**Task description:**
After locating the line that holds "For this drill the class indicates the white baseball", output it and all following lines word for word, stopping only at the end of the data.

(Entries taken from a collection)

————

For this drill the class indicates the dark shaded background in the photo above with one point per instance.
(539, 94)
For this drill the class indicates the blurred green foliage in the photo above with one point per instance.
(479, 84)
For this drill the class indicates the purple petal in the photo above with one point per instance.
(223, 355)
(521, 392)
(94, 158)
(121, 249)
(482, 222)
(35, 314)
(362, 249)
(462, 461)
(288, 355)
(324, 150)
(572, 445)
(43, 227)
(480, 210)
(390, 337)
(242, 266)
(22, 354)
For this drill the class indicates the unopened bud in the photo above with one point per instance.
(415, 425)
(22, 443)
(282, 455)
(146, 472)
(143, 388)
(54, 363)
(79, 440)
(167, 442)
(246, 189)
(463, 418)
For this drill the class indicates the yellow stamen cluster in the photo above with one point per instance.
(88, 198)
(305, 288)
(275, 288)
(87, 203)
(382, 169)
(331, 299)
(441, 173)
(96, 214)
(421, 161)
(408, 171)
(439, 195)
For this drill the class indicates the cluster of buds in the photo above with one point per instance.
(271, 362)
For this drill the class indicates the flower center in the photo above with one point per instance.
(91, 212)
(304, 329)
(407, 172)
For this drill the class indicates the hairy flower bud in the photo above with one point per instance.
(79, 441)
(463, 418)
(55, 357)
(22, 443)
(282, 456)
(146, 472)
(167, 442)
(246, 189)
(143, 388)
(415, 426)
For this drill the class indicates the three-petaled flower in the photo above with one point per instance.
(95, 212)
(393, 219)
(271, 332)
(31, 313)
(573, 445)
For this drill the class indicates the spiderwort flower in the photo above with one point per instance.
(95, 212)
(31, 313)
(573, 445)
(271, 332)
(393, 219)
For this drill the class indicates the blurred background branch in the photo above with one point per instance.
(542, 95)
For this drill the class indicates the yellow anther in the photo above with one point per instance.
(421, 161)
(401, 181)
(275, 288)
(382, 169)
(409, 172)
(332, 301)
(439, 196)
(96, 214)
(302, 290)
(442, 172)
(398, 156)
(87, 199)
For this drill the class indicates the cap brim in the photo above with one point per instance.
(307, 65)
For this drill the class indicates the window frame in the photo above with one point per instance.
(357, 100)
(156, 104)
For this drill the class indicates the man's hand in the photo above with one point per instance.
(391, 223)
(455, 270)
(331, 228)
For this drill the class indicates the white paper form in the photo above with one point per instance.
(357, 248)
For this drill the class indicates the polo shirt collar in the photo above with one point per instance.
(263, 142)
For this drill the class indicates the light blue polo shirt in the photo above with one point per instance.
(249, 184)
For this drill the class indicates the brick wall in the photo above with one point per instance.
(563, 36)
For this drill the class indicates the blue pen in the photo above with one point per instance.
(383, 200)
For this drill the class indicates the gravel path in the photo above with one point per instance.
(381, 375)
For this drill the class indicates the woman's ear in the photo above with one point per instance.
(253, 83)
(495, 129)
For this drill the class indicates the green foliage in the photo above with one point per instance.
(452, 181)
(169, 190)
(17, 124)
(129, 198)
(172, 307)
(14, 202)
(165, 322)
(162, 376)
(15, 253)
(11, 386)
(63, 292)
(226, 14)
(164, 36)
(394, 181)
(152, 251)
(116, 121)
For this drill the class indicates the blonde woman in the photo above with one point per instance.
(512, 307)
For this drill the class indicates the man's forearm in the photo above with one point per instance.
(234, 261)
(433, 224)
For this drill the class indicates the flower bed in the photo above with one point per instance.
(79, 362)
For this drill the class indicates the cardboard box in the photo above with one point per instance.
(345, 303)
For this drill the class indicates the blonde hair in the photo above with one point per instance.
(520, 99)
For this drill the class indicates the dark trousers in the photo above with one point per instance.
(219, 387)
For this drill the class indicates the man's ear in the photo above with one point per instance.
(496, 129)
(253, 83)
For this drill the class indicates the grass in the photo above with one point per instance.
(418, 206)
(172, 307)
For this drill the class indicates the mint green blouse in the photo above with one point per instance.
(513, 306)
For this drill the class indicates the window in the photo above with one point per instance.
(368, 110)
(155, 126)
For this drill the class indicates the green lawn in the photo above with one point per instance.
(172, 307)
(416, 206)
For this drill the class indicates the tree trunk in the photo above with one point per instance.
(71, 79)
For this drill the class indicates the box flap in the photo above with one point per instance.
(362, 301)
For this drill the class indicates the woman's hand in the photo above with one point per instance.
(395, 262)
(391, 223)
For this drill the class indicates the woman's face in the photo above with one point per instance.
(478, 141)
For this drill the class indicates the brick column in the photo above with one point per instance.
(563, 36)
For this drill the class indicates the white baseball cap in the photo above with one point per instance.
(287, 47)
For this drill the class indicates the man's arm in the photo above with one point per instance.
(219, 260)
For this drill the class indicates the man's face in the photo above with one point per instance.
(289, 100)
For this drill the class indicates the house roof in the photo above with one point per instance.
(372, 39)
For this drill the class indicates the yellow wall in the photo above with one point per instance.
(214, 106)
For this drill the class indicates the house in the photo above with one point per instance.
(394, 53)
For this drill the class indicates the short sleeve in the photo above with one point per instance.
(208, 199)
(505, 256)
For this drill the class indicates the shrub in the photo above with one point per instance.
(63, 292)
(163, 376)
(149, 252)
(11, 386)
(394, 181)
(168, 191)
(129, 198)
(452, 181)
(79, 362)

————

**Solved problem:**
For this drill the class indicates the white baseball cap in the photo above with one point per instance.
(287, 47)
For this drill the class indicates the man's arm in the photo above with one point per instance.
(219, 260)
For this drill the class indicates the man's face in the photo above with one point per instance.
(289, 100)
For this drill the class indicates the house roof in the photo above with one point per instance.
(372, 39)
For this drill the class indicates the yellow wall in the photo above with one point per instance.
(214, 106)
For this drill the class indicates the house in the photo above with one point per instance.
(394, 53)
For this drill the class indicates the short sleeve in the photo above with one point per instance.
(208, 199)
(505, 256)
For this drill the class indicates the shrub in the photo above with one point per instance.
(63, 292)
(163, 376)
(149, 252)
(11, 386)
(394, 181)
(168, 191)
(129, 198)
(452, 181)
(79, 362)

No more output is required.